--- begin Records for processing ---

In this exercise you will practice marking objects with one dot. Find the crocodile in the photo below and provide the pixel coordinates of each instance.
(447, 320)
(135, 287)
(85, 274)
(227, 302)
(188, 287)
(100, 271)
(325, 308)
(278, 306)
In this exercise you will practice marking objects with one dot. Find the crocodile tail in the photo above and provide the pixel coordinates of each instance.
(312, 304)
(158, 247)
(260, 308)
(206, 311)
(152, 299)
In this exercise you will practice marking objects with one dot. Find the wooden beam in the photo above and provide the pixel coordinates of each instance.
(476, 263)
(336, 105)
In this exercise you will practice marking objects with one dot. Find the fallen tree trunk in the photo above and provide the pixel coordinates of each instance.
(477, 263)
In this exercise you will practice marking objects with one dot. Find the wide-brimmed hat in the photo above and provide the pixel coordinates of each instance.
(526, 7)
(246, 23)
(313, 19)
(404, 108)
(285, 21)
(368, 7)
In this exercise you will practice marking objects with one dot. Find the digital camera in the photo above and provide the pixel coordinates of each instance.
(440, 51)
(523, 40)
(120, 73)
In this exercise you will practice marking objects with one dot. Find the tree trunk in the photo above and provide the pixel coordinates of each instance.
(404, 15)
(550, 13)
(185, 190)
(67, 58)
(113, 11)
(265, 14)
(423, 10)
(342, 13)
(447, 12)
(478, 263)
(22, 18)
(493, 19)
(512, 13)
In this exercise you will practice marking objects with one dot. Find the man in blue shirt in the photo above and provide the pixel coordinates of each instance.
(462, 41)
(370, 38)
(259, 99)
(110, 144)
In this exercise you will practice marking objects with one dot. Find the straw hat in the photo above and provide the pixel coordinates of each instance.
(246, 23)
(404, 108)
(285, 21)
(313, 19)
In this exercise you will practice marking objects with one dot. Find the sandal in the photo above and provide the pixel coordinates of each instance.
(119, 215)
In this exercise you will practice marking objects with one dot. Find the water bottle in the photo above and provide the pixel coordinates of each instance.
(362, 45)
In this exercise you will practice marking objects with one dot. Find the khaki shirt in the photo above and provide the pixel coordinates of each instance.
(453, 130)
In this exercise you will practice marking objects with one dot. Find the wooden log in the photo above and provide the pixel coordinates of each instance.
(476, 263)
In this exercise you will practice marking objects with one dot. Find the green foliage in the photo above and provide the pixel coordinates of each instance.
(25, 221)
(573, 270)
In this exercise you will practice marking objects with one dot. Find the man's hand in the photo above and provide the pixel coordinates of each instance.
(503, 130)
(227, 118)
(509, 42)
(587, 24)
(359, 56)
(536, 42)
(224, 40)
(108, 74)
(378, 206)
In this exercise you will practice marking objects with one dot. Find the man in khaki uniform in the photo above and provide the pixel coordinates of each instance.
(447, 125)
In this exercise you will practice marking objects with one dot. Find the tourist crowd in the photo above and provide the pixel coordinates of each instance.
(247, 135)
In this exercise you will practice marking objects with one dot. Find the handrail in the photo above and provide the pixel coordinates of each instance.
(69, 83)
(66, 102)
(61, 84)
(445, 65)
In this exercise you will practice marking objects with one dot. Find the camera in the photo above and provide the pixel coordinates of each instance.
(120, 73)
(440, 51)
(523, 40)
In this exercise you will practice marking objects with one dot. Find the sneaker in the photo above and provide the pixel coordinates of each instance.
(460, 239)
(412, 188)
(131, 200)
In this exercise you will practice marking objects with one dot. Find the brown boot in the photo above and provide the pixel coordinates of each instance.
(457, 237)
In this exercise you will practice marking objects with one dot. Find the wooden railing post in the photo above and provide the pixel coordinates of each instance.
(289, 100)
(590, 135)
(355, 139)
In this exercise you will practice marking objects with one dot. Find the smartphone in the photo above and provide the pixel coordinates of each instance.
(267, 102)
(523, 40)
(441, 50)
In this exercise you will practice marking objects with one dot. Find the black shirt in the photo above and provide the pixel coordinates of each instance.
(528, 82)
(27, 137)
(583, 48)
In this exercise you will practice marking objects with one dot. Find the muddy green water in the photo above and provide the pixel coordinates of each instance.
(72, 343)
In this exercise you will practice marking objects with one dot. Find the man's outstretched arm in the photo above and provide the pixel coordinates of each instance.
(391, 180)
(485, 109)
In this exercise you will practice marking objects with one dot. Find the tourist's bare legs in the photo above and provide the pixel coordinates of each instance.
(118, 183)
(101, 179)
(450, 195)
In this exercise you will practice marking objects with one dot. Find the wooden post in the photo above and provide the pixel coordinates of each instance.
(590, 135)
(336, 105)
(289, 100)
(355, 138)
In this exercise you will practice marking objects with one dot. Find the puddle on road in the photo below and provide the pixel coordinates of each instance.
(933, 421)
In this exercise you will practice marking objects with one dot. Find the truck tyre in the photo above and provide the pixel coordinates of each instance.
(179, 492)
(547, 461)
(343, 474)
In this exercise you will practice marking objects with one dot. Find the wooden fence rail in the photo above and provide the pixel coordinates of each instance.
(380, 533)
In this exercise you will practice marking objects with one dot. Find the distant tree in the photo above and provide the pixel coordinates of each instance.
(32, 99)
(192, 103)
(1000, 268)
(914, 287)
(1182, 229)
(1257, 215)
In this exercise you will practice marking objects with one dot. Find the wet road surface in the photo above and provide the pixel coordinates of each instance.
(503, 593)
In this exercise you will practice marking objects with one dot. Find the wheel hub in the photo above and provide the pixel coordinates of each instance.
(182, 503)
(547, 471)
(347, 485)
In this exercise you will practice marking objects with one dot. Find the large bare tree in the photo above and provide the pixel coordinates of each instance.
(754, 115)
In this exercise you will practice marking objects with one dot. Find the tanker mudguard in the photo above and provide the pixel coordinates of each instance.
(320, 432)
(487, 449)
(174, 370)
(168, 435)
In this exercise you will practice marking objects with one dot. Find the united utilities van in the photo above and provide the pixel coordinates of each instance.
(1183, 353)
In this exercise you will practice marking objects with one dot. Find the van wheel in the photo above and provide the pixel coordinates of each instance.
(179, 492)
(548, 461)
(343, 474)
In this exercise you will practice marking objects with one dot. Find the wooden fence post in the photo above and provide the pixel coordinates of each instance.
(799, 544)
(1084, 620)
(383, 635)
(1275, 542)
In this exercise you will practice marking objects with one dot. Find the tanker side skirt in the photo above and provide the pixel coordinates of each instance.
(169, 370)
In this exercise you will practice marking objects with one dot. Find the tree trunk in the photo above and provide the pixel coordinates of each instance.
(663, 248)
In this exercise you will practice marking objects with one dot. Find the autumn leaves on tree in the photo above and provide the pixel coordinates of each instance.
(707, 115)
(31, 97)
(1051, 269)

--- end Records for processing ---

■ Requirement ■
Repeat each of the records above word for word, in their original order.

■ Response to the task ■
In this exercise you will practice marking objects with one dot. Find the crocodile in the photo below and provide the pixel coordinates of each instance.
(447, 320)
(135, 287)
(85, 274)
(227, 302)
(188, 287)
(100, 271)
(325, 308)
(278, 306)
In this exercise you will practice marking objects with one dot. Find the crocodile tail in the photo above and provide the pixel coordinates of each instance.
(312, 304)
(158, 247)
(260, 308)
(206, 311)
(152, 299)
In this exercise you will practice marking objects with one dot. Find the wooden beam in the photo above and provide the pixel coordinates of each instance.
(476, 263)
(336, 105)
In this exercise you will practice marking objects with one dot. Find the fallen tree trunk in the photo above and provide the pixel coordinates of each instance.
(477, 263)
In this exercise you will practice marking objects with one dot. Find the wide-brimmed hat in the photo above and provide the pixel coordinates of each instance.
(526, 7)
(246, 23)
(313, 19)
(404, 108)
(285, 21)
(368, 7)
In this exercise you will practice marking objects with one dot. Find the digital camera in the photo above and provide the pixel coordinates of each instance.
(440, 51)
(523, 40)
(120, 73)
In this exercise you will practice marking objects with one dot. Find the tree trunk in the photo above and provide the pixel coordinates of each instance.
(404, 15)
(550, 13)
(185, 190)
(67, 58)
(113, 11)
(265, 14)
(423, 10)
(342, 13)
(447, 12)
(478, 263)
(22, 18)
(493, 19)
(512, 13)
In this exercise you will practice marking objects with one dot. Find the man in blue shirt in the photo above and provide the pixel coordinates of each instance.
(462, 41)
(370, 38)
(259, 99)
(110, 144)
In this exercise you will practice marking objects with one dot. Find the straw hat in the photo above and provide the pixel coordinates of each instance.
(246, 23)
(404, 108)
(285, 21)
(313, 19)
In this exercise you will practice marking objects with one dot. Find the sandal in the photo above and provide the pixel coordinates of each instance.
(119, 215)
In this exercise you will practice marking objects with one dot. Find the water bottle in the photo above and provide the pixel coordinates of each instance.
(362, 45)
In this exercise you will practice marking objects with one dot. Find the khaki shirt in the photo above and provide the pixel coordinates of each instance.
(453, 130)
In this exercise you will practice marking objects with one dot. Find the wooden log in the photo above and provide the pixel coordinates of each instance.
(476, 263)
In this exercise you will practice marking objects with one dot. Find the green foliage in the photo above and provide the pixel coordinates of each instance.
(25, 221)
(573, 270)
In this exercise you will practice marking objects with one dot. Find the man's hand in the photo above and provide the pixel coordinates of each instance.
(503, 130)
(227, 118)
(509, 42)
(587, 24)
(359, 56)
(536, 42)
(224, 40)
(108, 74)
(378, 206)
In this exercise you will practice marking objects with one dot. Find the man in khaki uniform in the photo above and provide the pixel coordinates of each instance.
(447, 125)
In this exercise you will practice marking objects with one dot. Find the tourist crowd in the photo above and provide the pixel coordinates of each instance.
(247, 135)
In this exercise you will practice marking objects with one dot. Find the handrail in the photo above and provide the pixel coordinates of each instance.
(69, 83)
(66, 102)
(61, 84)
(445, 65)
In this exercise you will practice marking objects with one dot. Find the camera in the photo above and provide the pixel coordinates of each instance.
(120, 73)
(440, 51)
(523, 40)
In this exercise you will practice marking objects with one dot. Find the sneaker in the photo above and provide the pixel coordinates of each instance.
(460, 239)
(412, 188)
(131, 200)
In this exercise you will practice marking objects with one dot. Find the brown boot in the photo above and provide the pixel coordinates of each instance.
(457, 237)
In this exercise you will practice marking objects with one dot. Find the wooden railing post in the photo above and provide the pixel coordinates of each instance.
(289, 100)
(590, 135)
(355, 139)
In this exercise you will practice marking objects with one dot. Find the smartphone in the photo above and provide the pixel coordinates of each instance.
(267, 102)
(523, 40)
(441, 50)
In this exercise you will practice marking objects with one dot. Find the black shirt in the photo above and provide the pixel coordinates of each instance.
(528, 82)
(27, 137)
(583, 48)
In this exercise you will practice marking objects with one dot. Find the muddy green water in the photo above and provide the pixel coordinates of each instance.
(72, 343)
In this exercise you will practice marking objects with one dot. Find the man's outstretched arm in the photo above and provide the pixel coordinates of each instance.
(391, 180)
(485, 109)
In this exercise you will practice marking objects with one dot. Find the tourist's bare legs in the photo above and provide the pixel coordinates of each instance.
(118, 183)
(101, 179)
(450, 195)
In this exercise you will practice marking objects with one dot. Find the wooden post in the photo above and provide the pixel coordinates of each instance.
(590, 135)
(336, 105)
(289, 100)
(355, 138)
In this exercise you will practice marking objects with one dot. Find the puddle on road in the photo below and provide the pixel coordinates of each instance.
(933, 421)
In this exercise you will practice marking objects with one dot. Find the truck tyre in the photo above and provide the pixel coordinates of each instance.
(179, 492)
(547, 461)
(343, 474)
In this exercise you will practice marking objects with one dot. Find the wooden fence rail in the photo above and provide the pixel coordinates of each instance.
(380, 533)
In this exercise you will practice marking objects with one dot. Find the distant tree in the photo above and provide the pixel coordinates of each instance.
(32, 99)
(192, 103)
(1000, 268)
(914, 287)
(1182, 229)
(1257, 215)
In this exercise you will practice marking objects with one dot. Find the wet road surface in the photo above and provide the pixel coordinates of each instance.
(503, 593)
In this exercise you will practice marking objects with one dot. Find the wheel hub in the photo above and provide the pixel coordinates of each instance.
(182, 503)
(547, 471)
(347, 485)
In this exercise you will practice marking objects with one dot. Find the large bare tree in the photo above and provide the pixel coordinates of each instance.
(754, 115)
In this exercise you will practice marking objects with one dot. Find the tanker mudguard in the photo above and provide the pixel coordinates of each instance.
(320, 432)
(487, 449)
(174, 370)
(168, 435)
In this exercise you will practice marking objects with one dot. Find the united utilities van in the photo above and provide the pixel coordinates of each instance.
(1183, 353)
In this exercise you will practice marking objects with one dot. Find the van wheel in the photo above and provide the pixel coordinates of each instance.
(179, 492)
(548, 461)
(343, 474)
In this exercise you will practice marking objects with one dot. Find the wooden fence post in the photo above and provide the pixel coordinates of each instance.
(799, 544)
(1084, 620)
(383, 635)
(1275, 542)
In this exercise you will practice marking objects with one dot. Find the tanker side skirt in the photo above and provide the pixel coordinates of each instance.
(169, 370)
In this exercise you will practice marking objects with one dot. Find the tree trunk in the photo above and provide the pixel coordinates of each instance.
(663, 248)
In this exercise you will practice marking objects with one dot. Find the autumn leaves on tree in the photo above and provide the pixel coordinates of each instance.
(707, 115)
(31, 97)
(1051, 269)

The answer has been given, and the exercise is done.